> [Task instructions]:
What is needed is an exact transcription of the line with "Query: man with grey hair" and all the lines that follow it in the entries below; add nothing else.

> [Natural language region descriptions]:
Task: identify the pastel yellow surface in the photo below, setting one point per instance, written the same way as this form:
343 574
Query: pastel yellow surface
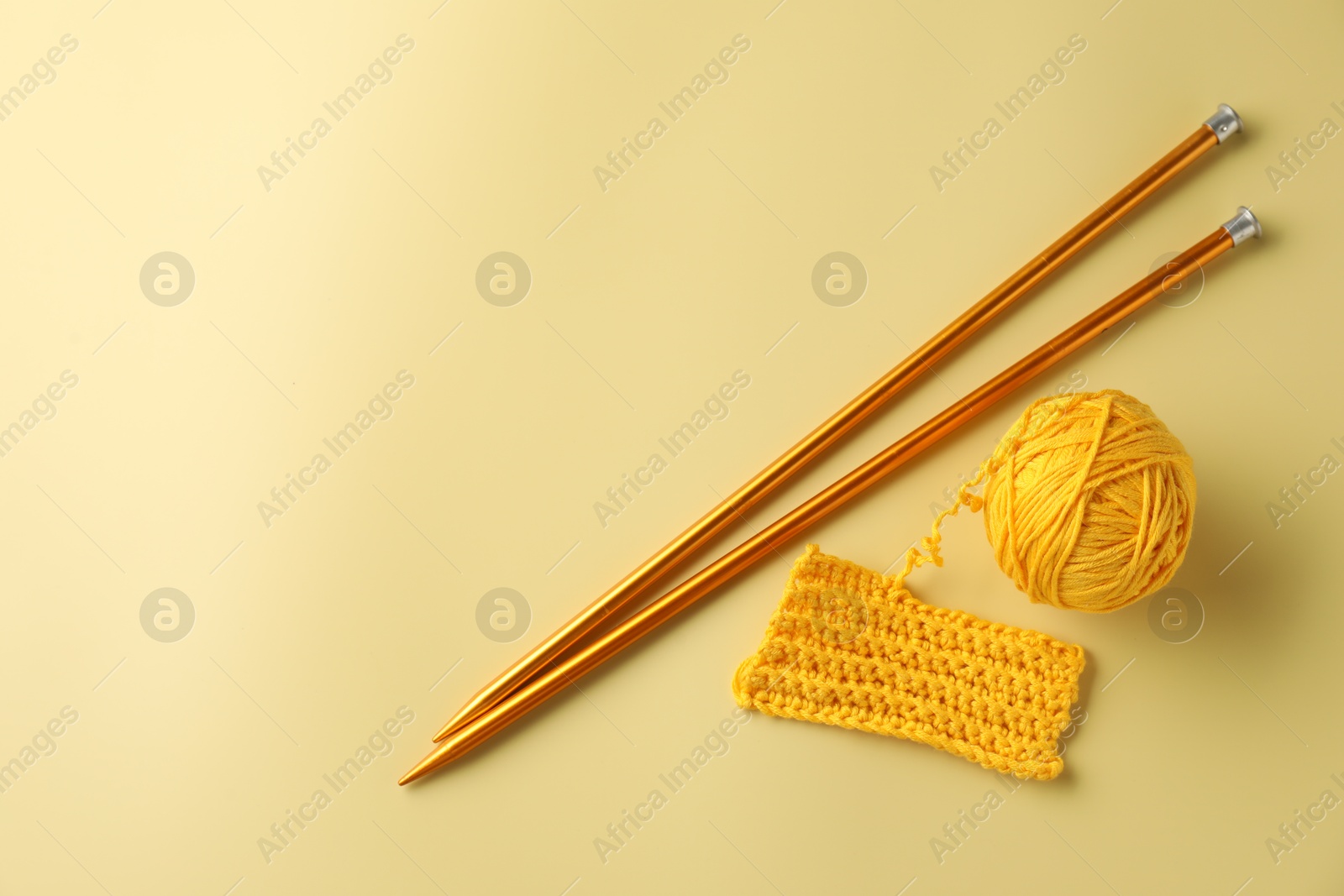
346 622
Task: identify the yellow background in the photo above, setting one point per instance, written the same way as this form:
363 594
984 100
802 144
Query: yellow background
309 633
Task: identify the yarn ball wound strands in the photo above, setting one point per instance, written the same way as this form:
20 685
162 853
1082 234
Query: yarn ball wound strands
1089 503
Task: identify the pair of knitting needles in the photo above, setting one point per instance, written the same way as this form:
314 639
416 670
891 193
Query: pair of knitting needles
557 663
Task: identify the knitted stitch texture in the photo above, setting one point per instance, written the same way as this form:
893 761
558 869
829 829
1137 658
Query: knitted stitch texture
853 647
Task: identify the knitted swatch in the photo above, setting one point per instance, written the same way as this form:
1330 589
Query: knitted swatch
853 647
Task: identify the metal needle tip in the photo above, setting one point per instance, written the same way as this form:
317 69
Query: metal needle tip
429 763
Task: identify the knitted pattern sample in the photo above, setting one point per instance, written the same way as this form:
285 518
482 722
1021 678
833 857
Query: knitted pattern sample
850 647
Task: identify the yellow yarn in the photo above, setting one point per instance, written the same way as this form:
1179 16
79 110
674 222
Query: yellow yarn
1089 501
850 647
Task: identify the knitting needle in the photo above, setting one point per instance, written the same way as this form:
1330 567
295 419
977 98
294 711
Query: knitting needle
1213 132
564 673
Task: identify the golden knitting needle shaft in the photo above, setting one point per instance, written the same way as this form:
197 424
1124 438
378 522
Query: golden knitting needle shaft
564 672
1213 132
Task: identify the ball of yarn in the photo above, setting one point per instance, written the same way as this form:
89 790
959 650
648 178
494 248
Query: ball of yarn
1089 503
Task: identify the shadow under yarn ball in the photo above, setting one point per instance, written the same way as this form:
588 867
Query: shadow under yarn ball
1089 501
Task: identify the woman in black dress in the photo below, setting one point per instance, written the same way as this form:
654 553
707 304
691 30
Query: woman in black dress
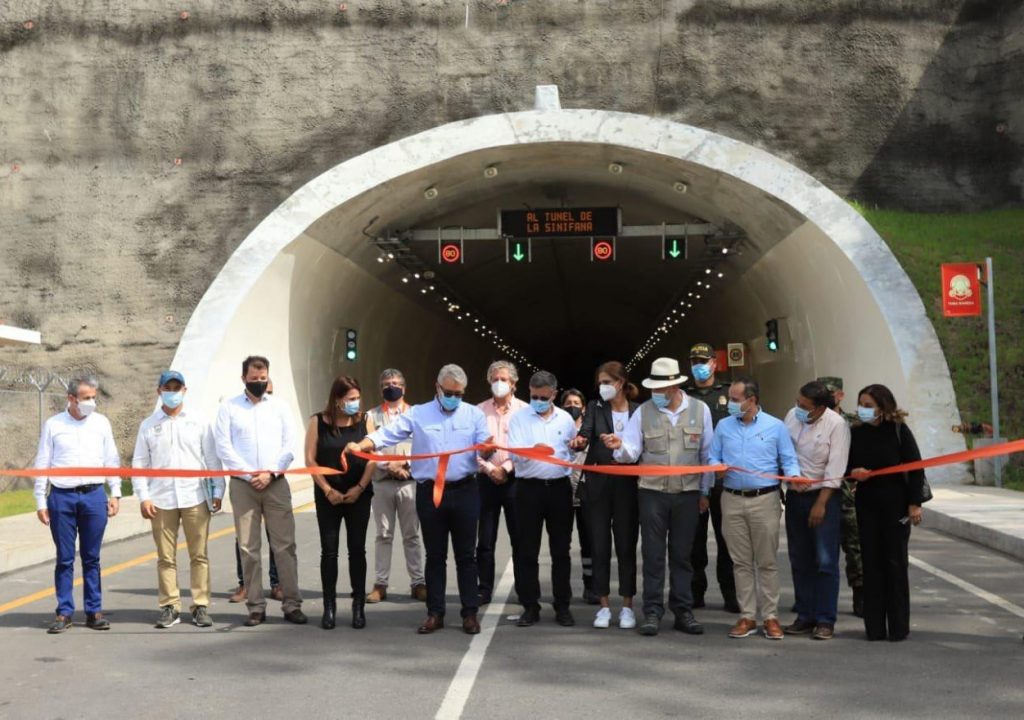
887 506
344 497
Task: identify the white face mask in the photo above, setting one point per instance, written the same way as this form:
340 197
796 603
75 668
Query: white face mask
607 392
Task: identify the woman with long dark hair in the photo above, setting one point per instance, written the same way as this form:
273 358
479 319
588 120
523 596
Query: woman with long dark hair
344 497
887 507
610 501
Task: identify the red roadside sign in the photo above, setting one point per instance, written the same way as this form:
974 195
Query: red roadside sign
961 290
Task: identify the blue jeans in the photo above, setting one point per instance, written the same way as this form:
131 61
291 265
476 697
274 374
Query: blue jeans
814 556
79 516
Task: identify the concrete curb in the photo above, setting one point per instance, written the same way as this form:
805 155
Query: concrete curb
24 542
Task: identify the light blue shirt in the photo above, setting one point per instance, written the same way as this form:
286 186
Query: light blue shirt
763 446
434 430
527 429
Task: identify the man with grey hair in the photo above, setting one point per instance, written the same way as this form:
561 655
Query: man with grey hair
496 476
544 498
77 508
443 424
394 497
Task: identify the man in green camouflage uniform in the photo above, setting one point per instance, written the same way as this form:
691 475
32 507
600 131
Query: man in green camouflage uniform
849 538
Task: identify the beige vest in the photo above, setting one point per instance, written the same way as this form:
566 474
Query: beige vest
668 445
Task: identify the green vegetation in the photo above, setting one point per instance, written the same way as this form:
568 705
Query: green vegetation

> [Exercise result]:
Query: man with grey hair
496 476
544 498
77 508
443 424
394 497
Task: identify the man in green camouflage uniform in the photo above, setting one point per instance, written the same way as this form:
691 475
32 507
600 131
Query: man in green camouflage uniform
849 538
Task: identify the beige vest in the photo above, setting one point per instance, written the same way as this form:
566 474
Query: beige vest
668 445
Task: identify the green vegetation in the photo above, setting one point per instance, written the same way as this form:
568 705
Query: green vegetation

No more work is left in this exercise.